:: DOCUMENT EXCERPT ::
How will this help the power sector in terms of hydro electricity supply?
It will help to a greater extent. Nigeria has the potential for 14,000MW of hydro power and we continue to suffer acute shortage of power in this country. We are also going green. We have subscribed to COCK 21 which is aimed at reducing carbon emission. One of the ways to curb carbon emission is to explore the renewable energy option. So, we think there should be a new drive in that direction. In this wise also, we are seeking the involvement of the private sector to come develop dams for hydro power. Even the few we have today, we are preparing them for concession. So, we don’t have specific target on the number of megawatt we want to see by 2030. All we are determined to do is to continue to exploit our hydro potentials. You are aware that Mambilla hydro is coming on stream with about 3000 megawatts. We are beginning to get there. We have existing dams with about 200 megawatts of mini power; 2, 5, 15, 30 potentials in the existing dams which have not been exploited. Some of these dams are due for concession. In fact, every dam being constructed in this ministry should have provision for hydro power to be installed and we will like to concession all of them.
In the area of water supply and sanitation, like I said before, we failed in the MDG’s. We didn’t meet the target and one of the chief causes of the breach was that funding has been adequate. And we thought over it and came to conclusion that even the combined funding from the federal, state and local governments put together on a consistent basis will never be enough for us to achieve the Sustainable Development Goals (SDG’s). So, we need to involve the private sector and the communities. In this connection, we developed a programme called partnership for expanded water, sanitation and hygiene. We have gone a whole lot of discussion with development partners. In the next two weeks, I am going to present it to the governor’s forum because the programme is a partnership between the federal, state, local governments, as well as the communities, private sector and, also, our international development partners so that we can have one programme for the country on water and sanitation, so that we can mobilize the whole country towards attaining it.
The two key things that would come out of that programme are that, one, we are working on some models whereby people will begin to see that there is opportunity to make money in providing water supply; not pure water, but municipal water supply and sanitation facilities. We want to create entrepreneurs out of this, we want to leverage on corporate social responsibility, we want to leverage on foundations, we also want to have a data base so that we all know that we are all working towards a particular goals. If we know how much water we are providing, we can know the gap and see how we can fill it. We want to mobilize this country towards that direction of adequate water supply and sanitation and, in particular, freeing this country from open defecation because Nigeria committed itself to totally eliminating open defecation by 2025. These are the two key issues under the water supply and sanitation sector.
What of trans-boundary issues like the Lake Chad?
We are working through the Lake Chad Basin Commission on the process of salvaging the lake. One of the options, you all know, is the idea of inter Basin transfer from the Congo Basin into Lake Chad to make sure the lake doesn’t dry up. However, that is generational project. It is not a project that can be finished in one, two or three years. It is a project that the study alone can take three years. But we are working on the first stage now. We hope that by next year the second stage will be finished. It is at that point that we will know the best option to take, then will begin to do the detail design and, also, to start looking for funding. That is work in progress.
:::
:: DATASET ::
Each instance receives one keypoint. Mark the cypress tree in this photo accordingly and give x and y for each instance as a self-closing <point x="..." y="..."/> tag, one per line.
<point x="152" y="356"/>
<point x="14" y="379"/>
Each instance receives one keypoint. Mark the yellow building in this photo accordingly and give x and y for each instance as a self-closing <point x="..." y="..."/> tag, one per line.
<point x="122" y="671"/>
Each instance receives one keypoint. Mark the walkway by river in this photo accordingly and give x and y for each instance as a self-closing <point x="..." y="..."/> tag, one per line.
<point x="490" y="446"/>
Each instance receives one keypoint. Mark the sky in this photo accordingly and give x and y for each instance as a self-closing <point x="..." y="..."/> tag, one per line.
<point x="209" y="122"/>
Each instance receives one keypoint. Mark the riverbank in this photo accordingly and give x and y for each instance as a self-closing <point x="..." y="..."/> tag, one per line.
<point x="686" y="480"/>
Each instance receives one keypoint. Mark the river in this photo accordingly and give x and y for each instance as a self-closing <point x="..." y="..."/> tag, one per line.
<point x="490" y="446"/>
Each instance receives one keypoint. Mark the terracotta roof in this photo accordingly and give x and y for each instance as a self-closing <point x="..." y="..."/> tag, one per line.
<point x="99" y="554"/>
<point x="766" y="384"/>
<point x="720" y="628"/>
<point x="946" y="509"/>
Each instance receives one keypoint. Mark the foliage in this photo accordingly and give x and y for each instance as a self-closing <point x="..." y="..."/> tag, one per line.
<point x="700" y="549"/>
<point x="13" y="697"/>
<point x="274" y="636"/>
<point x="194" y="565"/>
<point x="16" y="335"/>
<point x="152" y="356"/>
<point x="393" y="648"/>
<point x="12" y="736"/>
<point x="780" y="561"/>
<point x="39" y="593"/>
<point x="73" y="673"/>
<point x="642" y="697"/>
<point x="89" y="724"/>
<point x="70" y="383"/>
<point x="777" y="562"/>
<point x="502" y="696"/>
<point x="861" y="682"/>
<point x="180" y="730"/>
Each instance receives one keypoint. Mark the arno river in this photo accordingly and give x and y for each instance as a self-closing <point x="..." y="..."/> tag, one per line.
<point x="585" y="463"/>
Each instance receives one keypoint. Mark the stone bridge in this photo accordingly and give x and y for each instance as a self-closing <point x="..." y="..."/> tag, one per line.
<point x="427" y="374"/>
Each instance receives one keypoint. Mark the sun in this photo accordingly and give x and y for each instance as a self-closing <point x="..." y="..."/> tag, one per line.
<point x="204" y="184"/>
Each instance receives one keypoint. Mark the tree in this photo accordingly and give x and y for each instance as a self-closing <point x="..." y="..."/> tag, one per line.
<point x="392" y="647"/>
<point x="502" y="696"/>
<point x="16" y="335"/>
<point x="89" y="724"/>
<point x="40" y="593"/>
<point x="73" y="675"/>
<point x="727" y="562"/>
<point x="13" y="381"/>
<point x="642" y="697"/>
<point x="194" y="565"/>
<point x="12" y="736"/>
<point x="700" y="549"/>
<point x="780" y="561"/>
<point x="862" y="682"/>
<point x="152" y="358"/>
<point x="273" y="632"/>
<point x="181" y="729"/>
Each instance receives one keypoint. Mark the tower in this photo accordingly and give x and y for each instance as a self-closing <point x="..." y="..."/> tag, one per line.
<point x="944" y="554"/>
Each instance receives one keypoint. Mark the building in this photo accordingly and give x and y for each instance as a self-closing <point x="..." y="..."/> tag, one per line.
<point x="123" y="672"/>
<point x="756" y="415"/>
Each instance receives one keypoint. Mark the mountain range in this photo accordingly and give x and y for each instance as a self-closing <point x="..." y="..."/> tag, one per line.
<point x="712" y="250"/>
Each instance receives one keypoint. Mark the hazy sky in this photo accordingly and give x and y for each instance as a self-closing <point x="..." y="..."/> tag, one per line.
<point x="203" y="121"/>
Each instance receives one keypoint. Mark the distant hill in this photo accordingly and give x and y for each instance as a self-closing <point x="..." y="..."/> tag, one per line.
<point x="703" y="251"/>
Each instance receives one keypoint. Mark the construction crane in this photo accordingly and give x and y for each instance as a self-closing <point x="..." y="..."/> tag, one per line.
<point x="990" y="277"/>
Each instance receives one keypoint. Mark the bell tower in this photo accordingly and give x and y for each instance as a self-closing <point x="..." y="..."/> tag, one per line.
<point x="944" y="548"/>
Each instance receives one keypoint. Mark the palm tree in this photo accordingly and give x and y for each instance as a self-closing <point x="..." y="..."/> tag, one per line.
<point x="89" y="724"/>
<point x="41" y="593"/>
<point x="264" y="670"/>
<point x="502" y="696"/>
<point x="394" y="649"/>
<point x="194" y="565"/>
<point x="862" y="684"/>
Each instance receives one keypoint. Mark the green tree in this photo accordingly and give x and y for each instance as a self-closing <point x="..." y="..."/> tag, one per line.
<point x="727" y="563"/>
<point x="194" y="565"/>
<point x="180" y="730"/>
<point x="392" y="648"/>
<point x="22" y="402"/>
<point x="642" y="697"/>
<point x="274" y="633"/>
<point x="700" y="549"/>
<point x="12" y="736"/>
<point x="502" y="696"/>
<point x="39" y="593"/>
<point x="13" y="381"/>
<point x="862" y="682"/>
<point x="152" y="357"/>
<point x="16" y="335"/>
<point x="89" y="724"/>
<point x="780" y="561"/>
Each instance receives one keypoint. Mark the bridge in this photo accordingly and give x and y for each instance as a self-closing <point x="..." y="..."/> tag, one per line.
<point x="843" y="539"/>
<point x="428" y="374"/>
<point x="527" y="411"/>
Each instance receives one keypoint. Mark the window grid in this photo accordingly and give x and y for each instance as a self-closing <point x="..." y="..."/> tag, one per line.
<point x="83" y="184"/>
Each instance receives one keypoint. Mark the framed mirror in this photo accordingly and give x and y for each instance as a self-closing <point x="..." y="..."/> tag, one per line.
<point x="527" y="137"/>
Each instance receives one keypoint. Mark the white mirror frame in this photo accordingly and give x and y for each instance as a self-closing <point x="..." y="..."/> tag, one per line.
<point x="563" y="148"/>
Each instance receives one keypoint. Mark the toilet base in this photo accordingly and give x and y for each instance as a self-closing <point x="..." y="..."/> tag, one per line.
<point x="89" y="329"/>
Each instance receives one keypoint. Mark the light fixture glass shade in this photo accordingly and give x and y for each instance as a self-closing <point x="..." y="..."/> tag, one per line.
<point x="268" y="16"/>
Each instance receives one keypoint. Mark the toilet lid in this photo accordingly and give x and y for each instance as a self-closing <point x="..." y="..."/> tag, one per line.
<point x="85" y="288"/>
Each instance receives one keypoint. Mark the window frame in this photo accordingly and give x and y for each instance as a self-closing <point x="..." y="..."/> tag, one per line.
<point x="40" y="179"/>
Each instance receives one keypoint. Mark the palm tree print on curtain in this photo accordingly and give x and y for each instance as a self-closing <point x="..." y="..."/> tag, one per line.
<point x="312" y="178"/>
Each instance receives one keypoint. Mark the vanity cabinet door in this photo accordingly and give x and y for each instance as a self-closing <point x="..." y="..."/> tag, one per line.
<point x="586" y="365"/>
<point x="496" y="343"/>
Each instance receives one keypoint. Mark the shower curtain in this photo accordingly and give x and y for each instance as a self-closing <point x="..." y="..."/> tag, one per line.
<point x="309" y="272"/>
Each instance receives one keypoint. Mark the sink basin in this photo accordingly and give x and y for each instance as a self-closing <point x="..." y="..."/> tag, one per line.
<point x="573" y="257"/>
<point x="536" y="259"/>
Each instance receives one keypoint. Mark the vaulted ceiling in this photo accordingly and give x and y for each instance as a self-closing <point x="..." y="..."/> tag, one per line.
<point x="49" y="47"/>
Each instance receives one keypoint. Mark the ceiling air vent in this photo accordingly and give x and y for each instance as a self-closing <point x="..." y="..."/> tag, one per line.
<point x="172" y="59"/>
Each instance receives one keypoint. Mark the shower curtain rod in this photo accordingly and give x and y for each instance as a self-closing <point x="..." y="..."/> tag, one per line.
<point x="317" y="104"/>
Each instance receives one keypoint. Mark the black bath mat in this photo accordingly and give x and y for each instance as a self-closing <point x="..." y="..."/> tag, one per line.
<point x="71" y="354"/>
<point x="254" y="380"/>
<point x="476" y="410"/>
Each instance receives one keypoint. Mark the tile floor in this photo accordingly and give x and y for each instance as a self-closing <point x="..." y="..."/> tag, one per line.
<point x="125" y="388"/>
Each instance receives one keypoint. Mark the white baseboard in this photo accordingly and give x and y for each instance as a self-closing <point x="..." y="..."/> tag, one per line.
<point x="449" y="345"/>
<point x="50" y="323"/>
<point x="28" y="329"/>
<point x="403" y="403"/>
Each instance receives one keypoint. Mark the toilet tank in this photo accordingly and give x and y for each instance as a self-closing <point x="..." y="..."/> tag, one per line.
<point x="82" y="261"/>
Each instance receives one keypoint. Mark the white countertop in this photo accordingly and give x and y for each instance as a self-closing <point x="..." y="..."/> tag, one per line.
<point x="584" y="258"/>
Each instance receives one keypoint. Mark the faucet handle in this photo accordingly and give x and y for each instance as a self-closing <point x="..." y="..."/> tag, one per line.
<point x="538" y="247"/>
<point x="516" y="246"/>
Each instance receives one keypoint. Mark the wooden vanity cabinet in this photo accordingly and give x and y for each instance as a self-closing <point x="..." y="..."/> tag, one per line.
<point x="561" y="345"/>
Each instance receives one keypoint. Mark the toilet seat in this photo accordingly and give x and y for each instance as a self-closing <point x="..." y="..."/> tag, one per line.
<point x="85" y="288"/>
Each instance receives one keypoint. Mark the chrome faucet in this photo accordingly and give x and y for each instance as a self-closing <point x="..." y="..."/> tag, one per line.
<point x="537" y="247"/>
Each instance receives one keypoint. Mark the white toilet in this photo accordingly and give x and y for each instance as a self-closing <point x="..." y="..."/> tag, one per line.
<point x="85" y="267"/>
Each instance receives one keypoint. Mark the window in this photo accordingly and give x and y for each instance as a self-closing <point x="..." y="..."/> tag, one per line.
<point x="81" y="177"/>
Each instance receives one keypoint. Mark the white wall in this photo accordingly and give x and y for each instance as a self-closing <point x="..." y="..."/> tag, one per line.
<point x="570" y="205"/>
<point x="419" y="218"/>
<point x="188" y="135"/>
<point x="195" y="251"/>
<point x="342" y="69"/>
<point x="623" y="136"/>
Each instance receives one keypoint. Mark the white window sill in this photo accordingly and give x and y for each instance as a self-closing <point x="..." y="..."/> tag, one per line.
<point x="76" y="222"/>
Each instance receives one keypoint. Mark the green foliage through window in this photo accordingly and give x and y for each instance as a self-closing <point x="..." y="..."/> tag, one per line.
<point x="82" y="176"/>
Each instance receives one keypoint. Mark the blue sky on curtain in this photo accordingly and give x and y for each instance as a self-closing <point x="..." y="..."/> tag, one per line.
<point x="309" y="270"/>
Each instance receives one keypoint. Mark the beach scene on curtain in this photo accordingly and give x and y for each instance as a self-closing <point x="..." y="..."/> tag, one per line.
:::
**REQUIRED WORK:**
A) Collect every line in the records that contains the word "green".
B) Write the next part of the Q&A on hydro power, water supply, and Lake Chad, picking up after its last sentence.

**SET OF ANSWERS:**
A)
Each instance receives one keypoint. Mark the green tree in this photo accordingly and give x and y for each instance as a self-closing <point x="..." y="..."/> tag, one per line.
Each instance receives one keypoint. Mark the green foliage through window in this photo accordingly and give x and y for each instance as a self-closing <point x="..." y="..."/> tag, one per line.

B)
Let me place it on record that we inherited about 117 ongoing projects. Like I said in one of my official engagements, since 1999, this ministry has never commissioned a single, fully, finished, completed and finalized project. Even where they commissioned, it was just a publicity stunt. It is not that the project is contractually finished and fully paid for with final accounts done. The first time we did that was last month in Otuoke. Next year, we hope to commission 20 to 30 projects in dams, irrigation and water supplies. That is also the commitment we are making under the road map, to continue with the ongoing projects that we think are viable and ensure that they are completed. What we did was to subject the projects we met to technical audit. We brought in professional engineers to do what we call rapid audit. We gave them some specific parameters to look at and they came back with report. Based on that, we were able to determine the project to prioritize for 2016 because budgets are not released at once. So, based on the budget release, we know which project to prioritize. And we are also able to prioritize projects for 2017 and those of 2018 and the amount to be pumped in every year until we get them completed.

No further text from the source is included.